■ **Petunjuk Kerja**
1. Cek apakah tiap pernyataan ini cocok dengan teks yang diberikan: (a) teman yang bertanya bekerja di agensi periklanan; (b) simbol tidak ada gunanya bagi para pemilik usaha; (c) orang yang menjawab pertanyaan teman itu sudah mencoba deodoran dari berbagai merek. Jawab ya atau tidak untuk masing-masing, lalu kutip kata-kata dari teks yang jadi penentunya.
2. Ringkas teks yang diberikan dalam dua kalimat.

■ **Teks yang Diberikan**
+++++
Wednesday, February 18, 2009

DUNIA TANPA SIMBOL

Sebagai manusia, kita terbiasa dengan kondisi yang udah ada saat ini. Wajah sih, namanya juga manusia. Dalam diri manusia, selalu ingin hidup santai. Take it easy. Kata orang, hidup udah susah, ngapain dipersulit lagi. Bikin pusing otak aja!

Padahal! Kalo kita mau sedikit mikir, ada banyak hal yang akan aneh kalo nggak eksis. Dalam note ini, hal yang gw maksud adalah simbol. Simbol? Yes! Kita memang nggak sempat berpikir jauh soal bantuan simbol dalam kehidupan kita. Aspek-aspek kehidupan kita udah terbantu oleh hal yang bernama simbol ini. Nggak bisa dipungkiri lagi, simbol juga membantu hidup para pemilik usaha, terutama produk-produk konsumtif.

“Terbayang nggak loe dunia tanpa simbol?” kata temen gw yang kerja di sebuah Agency Periklanan.

“Nggak! Ngapain gw bayangin? Ngabisin waktu aja! Mending gw ngurusin ketek gw yang udah mulai bau lagi. Padahal gw udah kasih deodoran berkali-kali. Deodorannya pun udah segala merek, Cin! What’s wrong with my ketek ya?”

“Lah, itu mah urusan elo! Mungkin ketek loe kudu disekolahin dulu kali!”
+++++
■ **Data yang Ditampilkan**
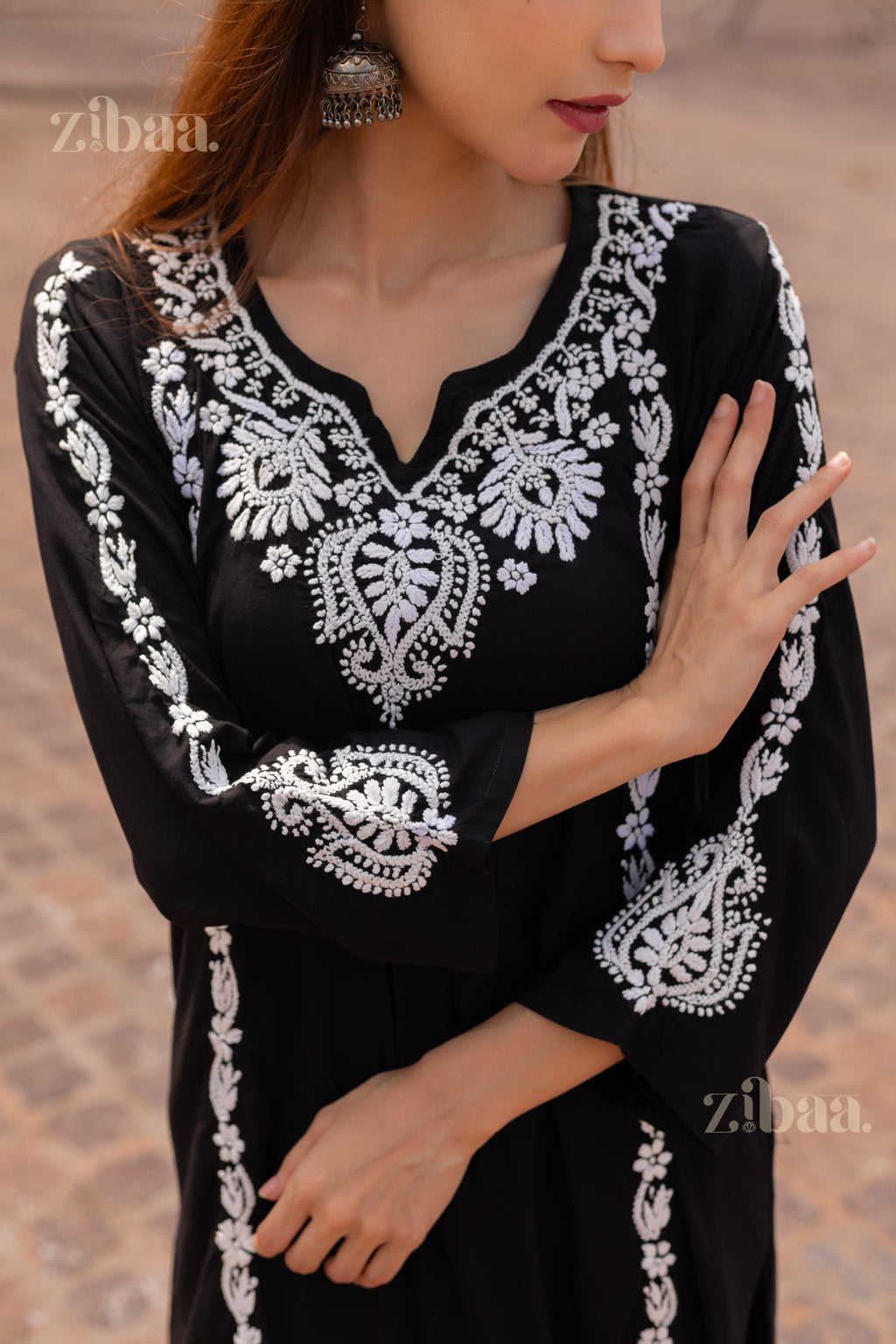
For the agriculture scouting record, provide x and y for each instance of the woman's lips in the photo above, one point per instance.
(582, 117)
+++++
■ **Jawaban Tugas**
1.
(a) Ya: "kata temen gw yang kerja di sebuah Agency Periklanan."
(b) Tidak: "simbol juga membantu hidup para pemilik usaha, terutama produk-produk konsumtif."
(c) Ya: "Deodorannya pun udah segala merek, Cin!"

2. Manusia terbiasa dengan keadaan yang sudah ada dan ingin hidup santai, padahal banyak hal akan terasa aneh kalau tidak ada, misalnya simbol yang sudah membantu berbagai aspek kehidupan, termasuk para pemilik usaha. Saat seorang teman yang bekerja di agensi periklanan bertanya apakah dunia tanpa simbol bisa dibayangkan, lawan bicaranya menolak memikirkannya dan malah mengeluhkan keteknya yang tetap bau meski sudah memakai deodoran berbagai merek.